(Collection entries)

+ + +

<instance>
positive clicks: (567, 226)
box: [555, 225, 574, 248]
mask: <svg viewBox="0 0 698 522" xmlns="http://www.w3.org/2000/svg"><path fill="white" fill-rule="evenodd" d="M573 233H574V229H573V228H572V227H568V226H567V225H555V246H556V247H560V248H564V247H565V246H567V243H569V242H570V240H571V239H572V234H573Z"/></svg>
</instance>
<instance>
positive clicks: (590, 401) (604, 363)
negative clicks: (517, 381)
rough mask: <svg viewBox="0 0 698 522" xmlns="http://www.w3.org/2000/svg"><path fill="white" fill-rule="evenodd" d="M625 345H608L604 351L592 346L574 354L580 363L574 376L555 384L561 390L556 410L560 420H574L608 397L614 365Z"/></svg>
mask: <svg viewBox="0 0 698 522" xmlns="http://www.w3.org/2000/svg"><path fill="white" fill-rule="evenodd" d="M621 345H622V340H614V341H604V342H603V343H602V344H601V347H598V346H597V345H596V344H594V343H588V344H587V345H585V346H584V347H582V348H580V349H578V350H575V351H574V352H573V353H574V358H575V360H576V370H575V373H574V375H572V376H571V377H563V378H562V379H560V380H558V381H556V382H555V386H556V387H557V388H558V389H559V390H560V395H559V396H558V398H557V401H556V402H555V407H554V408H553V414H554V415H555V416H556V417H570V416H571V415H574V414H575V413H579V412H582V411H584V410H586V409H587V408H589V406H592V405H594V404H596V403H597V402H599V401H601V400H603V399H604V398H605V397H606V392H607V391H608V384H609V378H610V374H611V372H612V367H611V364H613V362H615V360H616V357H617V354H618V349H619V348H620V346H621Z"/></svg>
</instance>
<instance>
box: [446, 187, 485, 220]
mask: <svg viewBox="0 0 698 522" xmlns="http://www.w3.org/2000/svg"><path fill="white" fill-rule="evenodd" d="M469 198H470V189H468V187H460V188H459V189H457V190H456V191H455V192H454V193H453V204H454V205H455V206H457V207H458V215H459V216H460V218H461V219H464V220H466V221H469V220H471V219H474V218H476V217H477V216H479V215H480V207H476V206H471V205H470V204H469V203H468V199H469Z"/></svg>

+ + +

**What to produce:** Which lines of the records above hold the word "clicks"? Copy each of them.

**Written reply:**
positive clicks: (567, 226)
positive clicks: (590, 401) (604, 363)
negative clicks: (517, 381)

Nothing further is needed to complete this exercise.